According to the project layout, what percentile on Kauffman's start-up rankings must a college's city reach?
***** DOCUMENT SEGMENT *****
# PROJECT LAYOUT

#### Aim: To filter out colleges from all over the US according to Maria's preferences, which are that the colleges must:
#### 1. be in an urban(metro) area
#### 2. be in a city that ranks 75th percentile or higher on Kauffman's start-up rankings.
#### 3. be below 50th percentile in overall crime.
#### 4. offer a 2-year or 4-year degree in Information Technology/Science.

# A. Startup Data

#### Because Maria wants colleges to be in Metro cities, a filtering on that basis would leave a smaller data set
#### in the other two files, making the analysis convenient

In [62]:
## Import Libraries

import pandas as pd
import numpy as np

In [63]:
startup = pd.read_csv("Startup Activity.csv")
startup.head()
***** DATA *****
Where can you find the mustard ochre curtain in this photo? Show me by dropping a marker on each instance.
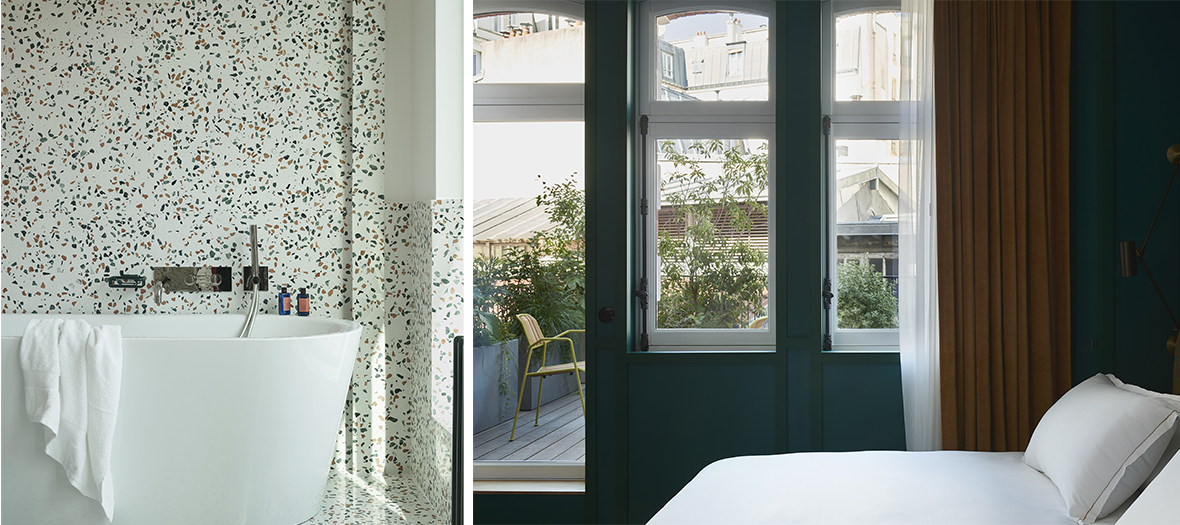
(1002, 177)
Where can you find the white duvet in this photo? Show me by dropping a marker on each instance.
(870, 487)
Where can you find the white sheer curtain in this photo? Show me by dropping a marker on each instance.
(918, 287)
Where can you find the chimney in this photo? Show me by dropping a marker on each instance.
(734, 32)
(700, 39)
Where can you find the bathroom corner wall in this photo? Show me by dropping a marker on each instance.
(424, 283)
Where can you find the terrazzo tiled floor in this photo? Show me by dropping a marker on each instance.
(352, 500)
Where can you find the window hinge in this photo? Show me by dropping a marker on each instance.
(642, 294)
(827, 294)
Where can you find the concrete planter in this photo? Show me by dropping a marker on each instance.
(489, 402)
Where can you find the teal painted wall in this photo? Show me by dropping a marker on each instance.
(1123, 119)
(529, 509)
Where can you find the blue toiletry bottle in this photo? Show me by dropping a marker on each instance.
(284, 302)
(303, 302)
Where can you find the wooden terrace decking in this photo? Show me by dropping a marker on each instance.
(561, 435)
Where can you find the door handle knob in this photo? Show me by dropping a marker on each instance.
(605, 314)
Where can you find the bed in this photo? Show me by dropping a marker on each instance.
(1063, 478)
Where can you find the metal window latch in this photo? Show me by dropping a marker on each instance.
(125, 280)
(827, 294)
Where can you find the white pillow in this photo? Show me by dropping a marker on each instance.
(1159, 503)
(1171, 447)
(1090, 437)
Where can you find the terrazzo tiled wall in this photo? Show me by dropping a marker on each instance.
(153, 133)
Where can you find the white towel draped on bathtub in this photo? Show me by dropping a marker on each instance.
(72, 379)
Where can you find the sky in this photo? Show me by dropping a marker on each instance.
(712, 24)
(509, 157)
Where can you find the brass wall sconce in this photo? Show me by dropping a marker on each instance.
(1132, 258)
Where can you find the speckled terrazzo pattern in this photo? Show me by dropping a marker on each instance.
(446, 301)
(353, 500)
(152, 133)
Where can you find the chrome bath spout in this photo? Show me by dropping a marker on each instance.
(253, 284)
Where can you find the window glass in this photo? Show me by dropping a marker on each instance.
(712, 234)
(866, 57)
(865, 202)
(528, 48)
(716, 56)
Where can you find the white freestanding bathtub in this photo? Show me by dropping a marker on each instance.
(211, 428)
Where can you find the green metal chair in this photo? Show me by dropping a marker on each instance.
(537, 340)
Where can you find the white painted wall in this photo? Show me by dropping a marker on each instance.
(427, 98)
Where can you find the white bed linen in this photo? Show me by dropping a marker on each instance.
(870, 487)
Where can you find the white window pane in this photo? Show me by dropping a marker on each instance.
(529, 48)
(865, 202)
(712, 234)
(867, 47)
(517, 159)
(716, 56)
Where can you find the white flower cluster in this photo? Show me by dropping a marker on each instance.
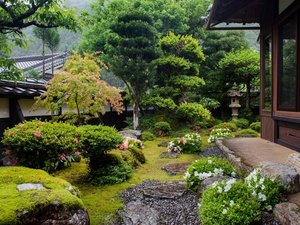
(255, 182)
(174, 146)
(217, 133)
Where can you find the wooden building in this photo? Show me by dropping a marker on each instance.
(279, 25)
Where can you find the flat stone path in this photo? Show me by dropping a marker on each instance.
(157, 203)
(257, 151)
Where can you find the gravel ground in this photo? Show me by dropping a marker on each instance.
(180, 210)
(212, 151)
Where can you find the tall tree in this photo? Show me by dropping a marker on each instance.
(80, 87)
(241, 67)
(16, 15)
(52, 41)
(131, 52)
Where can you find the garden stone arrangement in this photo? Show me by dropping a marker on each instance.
(154, 202)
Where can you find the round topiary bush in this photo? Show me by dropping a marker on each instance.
(148, 136)
(41, 145)
(96, 141)
(256, 126)
(193, 112)
(112, 169)
(229, 125)
(30, 196)
(247, 133)
(229, 203)
(207, 167)
(242, 123)
(162, 129)
(189, 143)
*****
#### [FINISHED ANSWER]
The 75th percentile or higher.